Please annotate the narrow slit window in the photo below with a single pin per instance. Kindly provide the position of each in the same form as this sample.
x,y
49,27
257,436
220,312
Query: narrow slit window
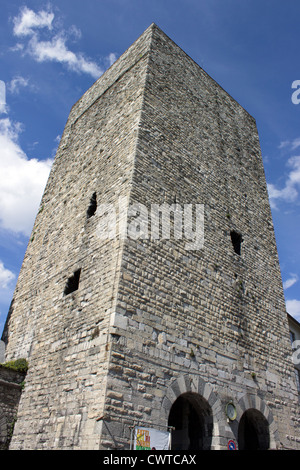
x,y
236,239
93,206
72,283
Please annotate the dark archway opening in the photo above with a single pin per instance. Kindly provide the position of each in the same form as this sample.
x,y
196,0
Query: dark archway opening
x,y
192,424
253,433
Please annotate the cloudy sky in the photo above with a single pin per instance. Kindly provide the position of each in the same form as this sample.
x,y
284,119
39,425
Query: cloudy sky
x,y
52,52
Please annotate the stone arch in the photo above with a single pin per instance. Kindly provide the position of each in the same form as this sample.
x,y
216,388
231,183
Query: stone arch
x,y
253,405
190,387
3,430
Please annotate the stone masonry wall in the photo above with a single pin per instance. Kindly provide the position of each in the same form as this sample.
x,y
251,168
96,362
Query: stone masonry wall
x,y
10,393
209,315
66,338
150,319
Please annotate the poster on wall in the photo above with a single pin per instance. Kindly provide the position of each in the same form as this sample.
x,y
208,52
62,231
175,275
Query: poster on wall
x,y
150,439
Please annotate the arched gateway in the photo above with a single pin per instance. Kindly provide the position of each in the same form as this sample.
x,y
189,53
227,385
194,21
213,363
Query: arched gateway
x,y
192,409
197,418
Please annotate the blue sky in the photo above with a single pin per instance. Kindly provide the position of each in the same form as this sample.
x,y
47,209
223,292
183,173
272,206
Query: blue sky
x,y
52,52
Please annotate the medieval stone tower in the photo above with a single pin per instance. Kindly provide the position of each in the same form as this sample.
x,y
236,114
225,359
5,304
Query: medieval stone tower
x,y
151,329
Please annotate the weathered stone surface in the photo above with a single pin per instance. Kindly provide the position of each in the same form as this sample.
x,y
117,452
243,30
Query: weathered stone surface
x,y
152,320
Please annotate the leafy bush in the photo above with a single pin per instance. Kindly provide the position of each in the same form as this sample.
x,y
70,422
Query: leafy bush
x,y
20,365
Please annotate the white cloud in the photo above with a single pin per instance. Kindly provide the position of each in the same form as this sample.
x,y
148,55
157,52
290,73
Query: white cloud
x,y
17,83
291,281
57,51
291,144
289,192
6,276
28,20
28,23
293,308
3,108
22,181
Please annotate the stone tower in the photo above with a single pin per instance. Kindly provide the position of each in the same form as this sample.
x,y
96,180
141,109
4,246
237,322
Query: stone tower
x,y
143,327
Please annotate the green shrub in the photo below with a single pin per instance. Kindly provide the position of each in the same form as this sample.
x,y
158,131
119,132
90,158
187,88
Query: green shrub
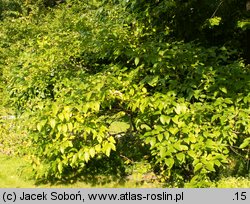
x,y
95,83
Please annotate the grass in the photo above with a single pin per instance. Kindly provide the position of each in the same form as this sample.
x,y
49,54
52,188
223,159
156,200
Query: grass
x,y
15,173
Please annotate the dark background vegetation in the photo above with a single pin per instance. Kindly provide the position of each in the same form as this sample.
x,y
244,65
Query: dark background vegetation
x,y
156,88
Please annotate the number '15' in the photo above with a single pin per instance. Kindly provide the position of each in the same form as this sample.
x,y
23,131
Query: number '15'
x,y
241,196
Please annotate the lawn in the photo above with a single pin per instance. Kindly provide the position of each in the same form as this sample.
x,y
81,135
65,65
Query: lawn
x,y
15,173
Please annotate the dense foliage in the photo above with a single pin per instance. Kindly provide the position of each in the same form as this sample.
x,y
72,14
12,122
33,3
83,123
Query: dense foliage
x,y
128,86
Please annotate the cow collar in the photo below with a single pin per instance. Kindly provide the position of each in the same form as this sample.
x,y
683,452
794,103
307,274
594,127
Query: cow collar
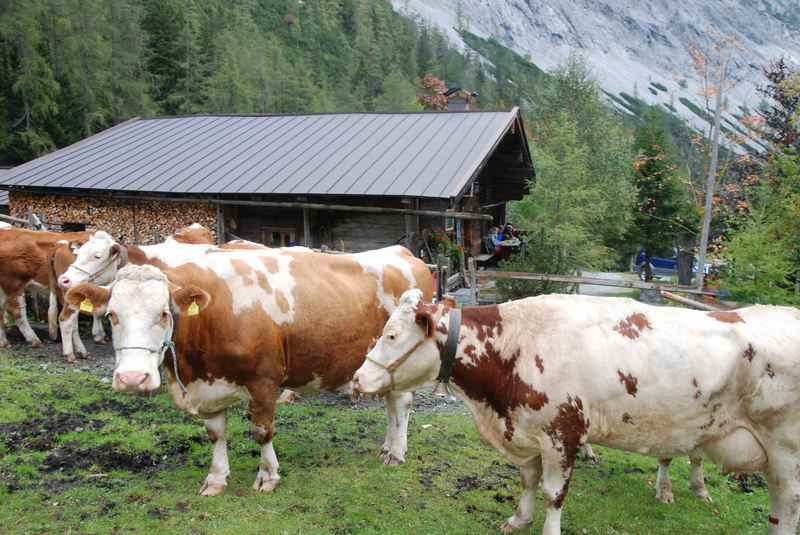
x,y
448,353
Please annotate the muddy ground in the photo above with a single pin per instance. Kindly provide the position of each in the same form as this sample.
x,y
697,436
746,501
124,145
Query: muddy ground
x,y
101,364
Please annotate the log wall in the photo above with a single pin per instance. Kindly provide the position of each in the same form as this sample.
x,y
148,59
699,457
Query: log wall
x,y
131,221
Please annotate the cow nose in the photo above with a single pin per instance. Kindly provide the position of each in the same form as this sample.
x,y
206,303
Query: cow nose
x,y
132,379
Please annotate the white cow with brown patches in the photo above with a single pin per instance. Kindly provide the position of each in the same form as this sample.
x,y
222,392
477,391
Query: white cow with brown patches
x,y
251,321
97,259
545,375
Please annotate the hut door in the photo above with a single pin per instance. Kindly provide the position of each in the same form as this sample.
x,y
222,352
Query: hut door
x,y
277,237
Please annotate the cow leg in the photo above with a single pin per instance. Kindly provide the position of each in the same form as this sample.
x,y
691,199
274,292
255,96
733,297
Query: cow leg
x,y
531,475
70,335
217,478
557,466
98,331
3,339
19,311
696,479
52,316
262,414
663,483
398,408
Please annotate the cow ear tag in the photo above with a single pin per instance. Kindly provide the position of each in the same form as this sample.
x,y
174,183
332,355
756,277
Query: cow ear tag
x,y
86,305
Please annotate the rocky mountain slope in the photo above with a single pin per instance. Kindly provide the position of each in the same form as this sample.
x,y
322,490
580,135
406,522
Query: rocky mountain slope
x,y
636,47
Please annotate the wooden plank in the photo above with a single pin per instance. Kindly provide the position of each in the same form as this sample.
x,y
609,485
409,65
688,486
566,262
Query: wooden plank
x,y
546,277
689,302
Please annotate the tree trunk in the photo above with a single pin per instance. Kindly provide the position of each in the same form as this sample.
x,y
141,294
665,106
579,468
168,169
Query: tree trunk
x,y
712,180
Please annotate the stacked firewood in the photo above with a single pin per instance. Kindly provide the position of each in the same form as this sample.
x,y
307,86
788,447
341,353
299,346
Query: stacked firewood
x,y
130,221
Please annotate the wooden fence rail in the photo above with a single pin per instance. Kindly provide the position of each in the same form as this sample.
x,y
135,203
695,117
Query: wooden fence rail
x,y
546,277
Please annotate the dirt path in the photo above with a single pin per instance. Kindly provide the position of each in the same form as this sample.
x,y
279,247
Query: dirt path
x,y
101,364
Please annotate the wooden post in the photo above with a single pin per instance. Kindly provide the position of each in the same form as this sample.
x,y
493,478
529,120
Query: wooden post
x,y
473,281
220,225
306,228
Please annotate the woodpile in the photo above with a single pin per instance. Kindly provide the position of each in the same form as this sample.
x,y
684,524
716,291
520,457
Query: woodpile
x,y
130,221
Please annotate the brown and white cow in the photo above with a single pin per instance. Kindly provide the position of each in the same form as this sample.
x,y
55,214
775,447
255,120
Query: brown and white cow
x,y
109,261
24,261
250,321
545,375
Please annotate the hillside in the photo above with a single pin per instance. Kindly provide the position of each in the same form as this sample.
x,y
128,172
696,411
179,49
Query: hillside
x,y
637,49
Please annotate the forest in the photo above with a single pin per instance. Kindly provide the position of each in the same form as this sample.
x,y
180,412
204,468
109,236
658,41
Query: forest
x,y
607,182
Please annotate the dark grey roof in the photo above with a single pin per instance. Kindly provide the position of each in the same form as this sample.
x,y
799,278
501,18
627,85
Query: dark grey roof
x,y
427,154
3,194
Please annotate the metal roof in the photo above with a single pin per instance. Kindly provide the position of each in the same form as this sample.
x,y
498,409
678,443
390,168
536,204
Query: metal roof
x,y
3,194
426,154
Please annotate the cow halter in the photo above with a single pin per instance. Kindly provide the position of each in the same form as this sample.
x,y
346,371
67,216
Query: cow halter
x,y
94,275
166,345
447,355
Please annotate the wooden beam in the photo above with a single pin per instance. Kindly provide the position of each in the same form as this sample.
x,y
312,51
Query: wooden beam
x,y
285,204
546,277
306,228
689,302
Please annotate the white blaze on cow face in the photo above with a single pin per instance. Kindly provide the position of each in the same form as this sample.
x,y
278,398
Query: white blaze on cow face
x,y
141,321
94,261
405,357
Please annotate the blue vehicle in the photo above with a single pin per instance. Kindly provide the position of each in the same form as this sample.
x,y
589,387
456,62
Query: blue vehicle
x,y
662,266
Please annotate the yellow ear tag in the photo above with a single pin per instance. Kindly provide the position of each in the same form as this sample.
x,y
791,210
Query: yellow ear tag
x,y
86,305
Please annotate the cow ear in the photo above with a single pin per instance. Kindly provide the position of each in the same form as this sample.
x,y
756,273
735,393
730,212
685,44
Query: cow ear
x,y
424,319
189,300
122,252
86,293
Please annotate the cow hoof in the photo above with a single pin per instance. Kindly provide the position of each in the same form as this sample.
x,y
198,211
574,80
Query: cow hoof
x,y
390,459
665,497
263,484
211,489
513,524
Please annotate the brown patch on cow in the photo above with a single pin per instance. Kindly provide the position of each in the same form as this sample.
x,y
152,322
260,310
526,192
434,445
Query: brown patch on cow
x,y
494,381
726,316
633,326
484,320
244,270
770,371
394,282
283,303
629,381
270,263
567,431
627,418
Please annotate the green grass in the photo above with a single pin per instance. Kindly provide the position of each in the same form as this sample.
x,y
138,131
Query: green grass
x,y
332,481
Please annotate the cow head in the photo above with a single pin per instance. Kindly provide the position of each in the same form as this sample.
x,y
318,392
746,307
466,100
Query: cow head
x,y
141,306
406,356
96,261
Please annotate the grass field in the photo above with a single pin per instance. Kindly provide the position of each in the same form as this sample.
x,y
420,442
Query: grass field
x,y
76,457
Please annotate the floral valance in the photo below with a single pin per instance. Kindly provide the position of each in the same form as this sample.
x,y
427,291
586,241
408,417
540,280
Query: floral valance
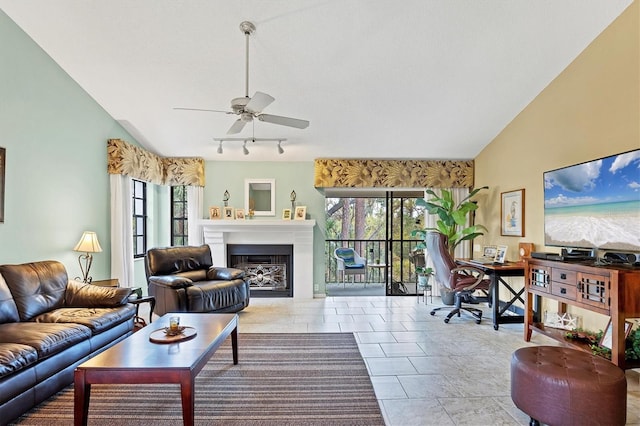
x,y
336,173
126,159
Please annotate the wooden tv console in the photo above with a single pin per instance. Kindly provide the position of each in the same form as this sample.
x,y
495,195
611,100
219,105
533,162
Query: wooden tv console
x,y
611,290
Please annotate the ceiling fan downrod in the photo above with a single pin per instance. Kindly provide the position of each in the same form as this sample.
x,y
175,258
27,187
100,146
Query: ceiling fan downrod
x,y
247,29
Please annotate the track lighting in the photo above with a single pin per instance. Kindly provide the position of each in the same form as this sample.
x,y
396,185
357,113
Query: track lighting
x,y
244,141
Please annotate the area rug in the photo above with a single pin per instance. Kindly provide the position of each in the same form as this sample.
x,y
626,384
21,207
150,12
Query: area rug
x,y
281,379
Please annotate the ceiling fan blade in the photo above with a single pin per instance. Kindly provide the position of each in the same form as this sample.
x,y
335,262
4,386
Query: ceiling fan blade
x,y
237,127
284,121
259,102
206,110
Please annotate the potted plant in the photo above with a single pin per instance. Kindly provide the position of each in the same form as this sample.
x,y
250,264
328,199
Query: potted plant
x,y
452,220
452,217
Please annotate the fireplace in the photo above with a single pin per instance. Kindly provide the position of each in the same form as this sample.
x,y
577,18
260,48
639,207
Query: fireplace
x,y
268,267
219,234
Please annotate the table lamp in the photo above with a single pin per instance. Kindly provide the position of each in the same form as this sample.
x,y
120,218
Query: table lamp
x,y
88,244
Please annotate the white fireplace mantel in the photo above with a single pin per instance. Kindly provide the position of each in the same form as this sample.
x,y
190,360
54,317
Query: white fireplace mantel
x,y
299,233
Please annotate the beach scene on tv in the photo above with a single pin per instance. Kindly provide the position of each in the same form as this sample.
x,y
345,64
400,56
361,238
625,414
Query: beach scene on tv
x,y
594,204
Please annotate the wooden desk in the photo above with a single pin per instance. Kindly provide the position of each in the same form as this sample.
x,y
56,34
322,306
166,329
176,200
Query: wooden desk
x,y
612,290
496,273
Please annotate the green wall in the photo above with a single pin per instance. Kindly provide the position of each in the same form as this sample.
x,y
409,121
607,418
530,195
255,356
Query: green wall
x,y
56,180
289,176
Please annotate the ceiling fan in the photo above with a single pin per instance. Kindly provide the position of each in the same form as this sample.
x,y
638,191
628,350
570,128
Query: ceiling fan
x,y
249,108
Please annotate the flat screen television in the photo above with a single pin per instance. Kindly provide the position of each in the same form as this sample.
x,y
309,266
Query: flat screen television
x,y
594,205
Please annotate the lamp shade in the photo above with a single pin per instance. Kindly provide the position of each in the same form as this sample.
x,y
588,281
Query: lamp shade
x,y
88,243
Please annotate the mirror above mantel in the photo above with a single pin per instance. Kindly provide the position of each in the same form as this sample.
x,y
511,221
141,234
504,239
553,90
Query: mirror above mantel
x,y
260,196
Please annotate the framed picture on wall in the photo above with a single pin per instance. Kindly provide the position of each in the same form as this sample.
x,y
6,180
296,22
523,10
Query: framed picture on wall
x,y
512,213
3,153
301,213
214,212
228,213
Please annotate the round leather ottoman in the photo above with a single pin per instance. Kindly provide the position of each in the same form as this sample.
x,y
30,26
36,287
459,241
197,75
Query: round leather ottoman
x,y
562,386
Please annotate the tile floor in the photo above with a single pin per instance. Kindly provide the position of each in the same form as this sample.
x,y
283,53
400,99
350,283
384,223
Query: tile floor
x,y
424,372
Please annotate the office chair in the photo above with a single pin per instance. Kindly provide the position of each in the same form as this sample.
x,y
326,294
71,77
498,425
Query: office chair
x,y
463,281
350,263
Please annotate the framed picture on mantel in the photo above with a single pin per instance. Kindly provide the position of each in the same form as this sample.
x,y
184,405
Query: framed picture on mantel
x,y
512,213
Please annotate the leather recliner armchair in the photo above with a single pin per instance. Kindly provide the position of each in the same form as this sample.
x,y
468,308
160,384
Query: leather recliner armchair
x,y
183,279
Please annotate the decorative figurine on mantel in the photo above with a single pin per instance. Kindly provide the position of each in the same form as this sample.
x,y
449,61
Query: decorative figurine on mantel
x,y
293,200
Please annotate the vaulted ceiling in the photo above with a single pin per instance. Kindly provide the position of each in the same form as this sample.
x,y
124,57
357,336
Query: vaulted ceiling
x,y
424,79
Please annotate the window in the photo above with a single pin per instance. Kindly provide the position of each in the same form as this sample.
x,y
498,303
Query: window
x,y
179,220
139,192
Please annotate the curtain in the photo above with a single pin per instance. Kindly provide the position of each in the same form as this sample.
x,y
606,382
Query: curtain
x,y
121,230
463,249
195,202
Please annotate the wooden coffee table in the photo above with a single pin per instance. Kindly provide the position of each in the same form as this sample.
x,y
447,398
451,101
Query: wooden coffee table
x,y
136,360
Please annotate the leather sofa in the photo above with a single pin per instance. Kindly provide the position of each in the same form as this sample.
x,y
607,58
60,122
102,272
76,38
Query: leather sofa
x,y
183,279
48,326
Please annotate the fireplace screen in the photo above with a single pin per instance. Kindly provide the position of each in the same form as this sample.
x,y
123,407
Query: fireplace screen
x,y
265,276
268,268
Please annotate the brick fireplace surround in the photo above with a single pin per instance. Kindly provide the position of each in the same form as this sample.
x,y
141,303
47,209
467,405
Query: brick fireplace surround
x,y
299,233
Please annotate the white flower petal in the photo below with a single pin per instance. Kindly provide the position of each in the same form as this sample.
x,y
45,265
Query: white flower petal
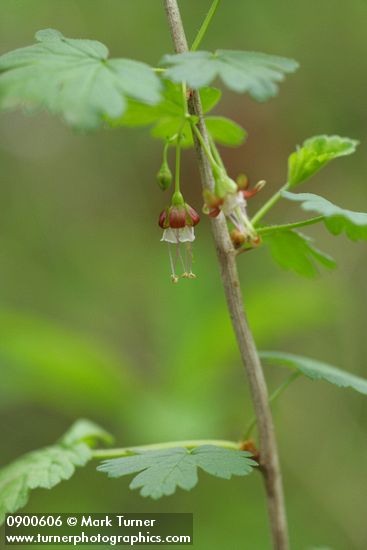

────

> **EXERCISE OBJECTIVE**: Pick out every line in the records that contains the word "dark" and copy each one. Case counts.

> **FULL OUTPUT**:
Please annotate the dark archway opening in the photo above with a single pin per instance. Kindly provide the position of each in the same form as this sample.
Query: dark archway opening
Please annotate the dark background vegetation in the photo above with a single pin per instance. Kindly provide the position of each in the same form as this sample.
Query: dark background vegetation
Please annotate the dark grey roof in the photo above with a single pin per instance. Kindly provide the position of each in the same form as this sample.
Query: dark grey roof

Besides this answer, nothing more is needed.